====== EXTRACTED TEXT
# Best sharpening stone(s) for German knives?



## badbeat1 (Feb 21, 2021)

I currently have a set of Zwilling Pro knives, and after advice from this site, I'm also planning on getting the Dickoron Micro steel. Now I just need to know what to buy to sharpen my knives.

I've been recommended to get a 1K stone, and possibly also a 2K stone. Is 1K enough, should I get both, or a third grid option? And is there a brand / stones that are just better than anything else? Price should generally not be taken into consideration.


----------



## Doffen (Feb 21, 2021)

My most used stone for German (soft) steel is Naniwa Chosera 800. Fast enough to use as only stone solution and give a very good working edge 
If I want a finer egde, I use Chosera or SG 2000 as finisher. 
If the edge need more work, I like to start with Chosera 400 or SG 500. 
The finer stones I use for harder steel.


----------



## big_adventure (Feb 21, 2021)

I would second that call for a Chosera / Naniwa Pro 800. 

It's really nice and positive, and will definitely be "sharp enough".


----------



## Delat (Feb 21, 2021)

I’ve got some closeup pics of edges made with an SG1000 on a Wusthof (probably the same steel as your Z) and SG4000 on a Shun VG10 here:





Electric sharpener vs stones pics


@ModRQC in another thread said German knives are good for sharpening practice, so I took that as my cue for today’s practice session. For reference I had been using an electric knife sharpener on my Wusthofs for about 20 years (Chef’s Choice brand). The sharpener actually works pretty well and...




www.kitchenknifeforums.com





I’d start with the 800 or 1k first and get your feet wet with both sharpening and the feel of the new edge. Then once you’re comfortable with that you can take a look at a 2k stone if you want. 

I’m sharpening my j-knives to 4k but the experienced sharpeners on this forum are getting better edges with their 1k than me with a 4k, so it’s really the sharpener and not the stone past that point, IMHO.


----------



## Delat (Feb 21, 2021)

Another thread to look at 





Can I Get by with one 800 Grit Stone?


Hi! Compared to a lot of people here I have a very simple collection of knives. We mainly use a few carbon steel Masamoto gyutos, stainless steel A G Russels, and a western stainless steel Wusthof chef's knife. I also have a few woodworking chisels. These are what I need to be sharpening. I...
============
====== RECORD EXCERPTS
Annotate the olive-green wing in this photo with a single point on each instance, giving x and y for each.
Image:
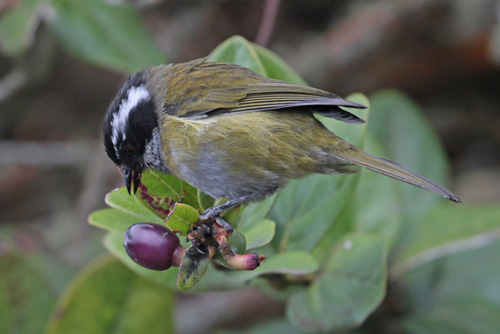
(201, 89)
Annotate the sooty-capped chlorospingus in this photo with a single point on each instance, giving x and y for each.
(232, 133)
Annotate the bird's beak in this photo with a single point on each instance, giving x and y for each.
(131, 175)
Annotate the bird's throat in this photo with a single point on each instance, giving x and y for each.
(153, 157)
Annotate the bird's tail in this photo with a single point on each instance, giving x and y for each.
(355, 155)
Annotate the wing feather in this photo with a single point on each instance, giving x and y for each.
(201, 89)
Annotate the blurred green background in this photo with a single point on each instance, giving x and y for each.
(62, 61)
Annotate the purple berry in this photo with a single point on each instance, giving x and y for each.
(151, 245)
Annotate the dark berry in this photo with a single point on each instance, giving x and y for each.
(151, 245)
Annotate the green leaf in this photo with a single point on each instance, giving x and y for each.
(193, 267)
(121, 200)
(181, 219)
(468, 274)
(105, 34)
(408, 138)
(237, 50)
(113, 220)
(26, 297)
(113, 242)
(286, 263)
(238, 245)
(306, 209)
(107, 297)
(19, 24)
(450, 229)
(259, 233)
(458, 316)
(273, 326)
(380, 214)
(351, 286)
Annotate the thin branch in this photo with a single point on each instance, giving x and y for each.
(46, 154)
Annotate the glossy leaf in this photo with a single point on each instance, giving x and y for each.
(121, 200)
(134, 305)
(351, 286)
(377, 201)
(182, 218)
(306, 209)
(193, 267)
(26, 296)
(408, 138)
(237, 50)
(18, 26)
(259, 233)
(163, 186)
(238, 245)
(450, 229)
(286, 263)
(468, 274)
(459, 316)
(106, 34)
(113, 241)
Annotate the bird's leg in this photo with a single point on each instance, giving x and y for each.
(215, 211)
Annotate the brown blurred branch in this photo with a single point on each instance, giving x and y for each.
(46, 154)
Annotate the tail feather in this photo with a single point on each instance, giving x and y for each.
(386, 167)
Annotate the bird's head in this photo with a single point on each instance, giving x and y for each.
(129, 126)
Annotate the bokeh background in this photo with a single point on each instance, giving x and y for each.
(54, 93)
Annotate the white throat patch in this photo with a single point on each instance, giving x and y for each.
(119, 122)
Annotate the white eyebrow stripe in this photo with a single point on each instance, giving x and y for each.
(119, 122)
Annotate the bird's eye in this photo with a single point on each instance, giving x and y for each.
(130, 150)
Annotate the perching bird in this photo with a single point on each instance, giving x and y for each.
(233, 133)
============
▶ SHORT PROBLEM A: Please quote the entries from the line containing "Annotate the purple" through the end of the entries, both ends included.
▶ SHORT PROBLEM B: Extend the sharpening-stone thread, starting where it stops.
The sharpening-stone thread and the entries are unrelated to each other.

▶ TASK OUTPUT A:
Annotate the purple berry in this photo with a single point on each instance, giving x and y for each.
(151, 245)
Annotate the dark berry in this photo with a single point on each instance, giving x and y for each.
(151, 245)
Annotate the green leaf in this photo with a single point on each instance, giving x and y for each.
(193, 267)
(121, 200)
(181, 219)
(468, 274)
(105, 34)
(408, 138)
(237, 50)
(113, 220)
(26, 297)
(113, 242)
(286, 263)
(238, 245)
(306, 209)
(107, 297)
(19, 24)
(450, 229)
(259, 233)
(458, 316)
(273, 326)
(380, 214)
(351, 286)
Annotate the thin branch in this photo with a single point on each instance, giving x and y for each.
(46, 154)
Annotate the glossy leaf in this photo with a single point on each instance, giving x and y for each.
(121, 200)
(134, 305)
(351, 286)
(377, 201)
(182, 218)
(306, 209)
(193, 267)
(26, 296)
(408, 138)
(237, 50)
(18, 26)
(259, 233)
(163, 186)
(238, 245)
(450, 229)
(286, 263)
(468, 274)
(459, 316)
(106, 34)
(113, 241)
Annotate the bird's leg in this photo with a single point on each instance, giving x and y for each.
(215, 211)
Annotate the brown blurred branch in this photo with a single point on each instance, giving x and y for each.
(46, 154)
Annotate the tail feather in this photo with a single point on each instance, giving x and y for each.
(386, 167)
Annotate the bird's head in this photo with a single point on each instance, giving x and y for each.
(129, 126)
Annotate the bokeh background in this photo with a single point on each instance, giving x and y for each.
(54, 93)
Annotate the white throat patch in this photo with a single point on each instance, giving x and y for each.
(119, 122)
Annotate the white eyebrow stripe in this photo with a single point on each instance, giving x and y for each.
(119, 122)
Annotate the bird's eye in this photo with a single point on each instance, giving x and y for each.
(130, 150)
Annotate the perching bird in this photo with a single point on each instance, giving x and y for each.
(233, 133)

▶ TASK OUTPUT B:
www.kitchenknifeforums.com


----------



## mooncake (Feb 21, 2021)

use a combination stone 1000/3000 grits


----------



## KingShapton (Feb 22, 2021)

Shapton Pro 1k+2k, alternative Shapton Glass 500 + 2k is all you need for german knifes


----------



## Matt Jacobs (Feb 22, 2021)

I use a chosera 800 and light leather stropping. Works great for me. If it's a harder steel j knife I add in my rikka 5k then strop


----------



## Eloh (Feb 22, 2021)

Naniwa pro 800 or Sharpton pro 1500 is what I would suggest


----------



## Michi (Feb 23, 2021)

Looking through all the responses, the particular stone doesn't bloody matter, and neither does the grit if it's around the 1k mark 

Consensus seems to be that there is no point going above 2k. So, if you want to use only a single stone, I'd go with a 1k stone.
If you want two stones, 800 plus 2k would be a good choice.


----------



## Ericfg (Feb 24, 2021)

For me it's a Shapton 1k for the edge. For thinning or repairing, an angled system with lower grits works well. Again, for me.


----------



## Benuser (Feb 24, 2021)

The soft stainless is quite abrasion resistant. When I sharpen German stainless for friends, I often start with a Shapton Glass 320. Finishing the deburring on a Naniwa Pro 600 (JIS800). Perhaps rough leather for cleaning up and pushing the debris to one side when deburring. If they are in good condition I can skip the first one and do all with the NP600. Perhaps a few final very light deburring strokes on a dry NP800 or 2k.
Certainly no polishing or looking for refinement. It won't hold.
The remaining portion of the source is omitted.